(Input for this task):

====

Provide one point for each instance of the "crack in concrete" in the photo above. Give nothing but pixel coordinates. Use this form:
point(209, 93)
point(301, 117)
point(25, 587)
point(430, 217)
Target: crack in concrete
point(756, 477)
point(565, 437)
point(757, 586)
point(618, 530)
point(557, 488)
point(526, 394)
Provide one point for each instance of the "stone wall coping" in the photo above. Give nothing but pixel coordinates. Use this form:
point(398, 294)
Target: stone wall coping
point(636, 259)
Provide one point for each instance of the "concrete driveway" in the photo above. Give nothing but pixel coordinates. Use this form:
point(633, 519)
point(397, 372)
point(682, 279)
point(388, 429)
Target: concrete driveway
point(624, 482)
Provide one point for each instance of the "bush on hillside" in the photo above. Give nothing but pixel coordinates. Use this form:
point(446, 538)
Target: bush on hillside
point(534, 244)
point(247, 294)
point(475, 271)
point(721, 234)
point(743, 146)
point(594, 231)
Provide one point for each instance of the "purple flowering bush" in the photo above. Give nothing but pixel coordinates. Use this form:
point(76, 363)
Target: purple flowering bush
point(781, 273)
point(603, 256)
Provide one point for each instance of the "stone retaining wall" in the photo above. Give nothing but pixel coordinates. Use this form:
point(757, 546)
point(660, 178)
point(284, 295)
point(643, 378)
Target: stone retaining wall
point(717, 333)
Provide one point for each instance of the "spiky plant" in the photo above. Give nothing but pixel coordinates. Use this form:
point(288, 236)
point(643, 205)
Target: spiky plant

====

(Stated goal):
Rewrite every line of the items above as one numbered list, leaving out any blank lines.

(Written answer):
1. Provide one point for each instance of the "crack in concrete" in the photo above. Give nothing but pixel coordinates. Use this form:
2. point(209, 93)
3. point(301, 117)
4. point(25, 587)
5. point(430, 217)
6. Target: crack in concrete
7. point(756, 477)
8. point(565, 437)
9. point(757, 586)
10. point(618, 530)
11. point(557, 488)
12. point(526, 394)
13. Provide one point for each instance of the "stone wall coping" in the photo above. Give nothing but pixel coordinates. Use this form:
14. point(398, 294)
15. Target: stone wall coping
16. point(636, 259)
17. Provide one point for each instance of the "concrete driveway" in the photo above. Give nothing but pixel coordinates. Use this form:
18. point(633, 519)
19. point(397, 372)
20. point(682, 279)
21. point(388, 429)
22. Target: concrete driveway
23. point(624, 482)
24. Provide one point for each instance of the "bush on hillside" in the photo above. Give nothing but pixel coordinates. Use this form:
25. point(446, 538)
26. Target: bush on hillside
27. point(534, 244)
28. point(247, 294)
29. point(475, 271)
30. point(721, 234)
31. point(743, 146)
32. point(594, 231)
33. Provide one point for each instance of the "purple flowering bush" in the photo above. Give nothing but pixel coordinates. Use this form:
34. point(76, 363)
35. Target: purple flowering bush
36. point(781, 273)
37. point(603, 256)
38. Provide one point for each instance of the "stone retaining wall" in the photo above. Give nothing but pixel coordinates. Use this form:
39. point(757, 546)
40. point(660, 178)
41. point(284, 295)
42. point(643, 378)
43. Target: stone retaining wall
44. point(717, 333)
45. Provide one point for each instance of the "spiky plant" in the photo above. Give nothing but pixel coordinates. Use this form:
46. point(288, 236)
47. point(643, 205)
48. Target: spiky plant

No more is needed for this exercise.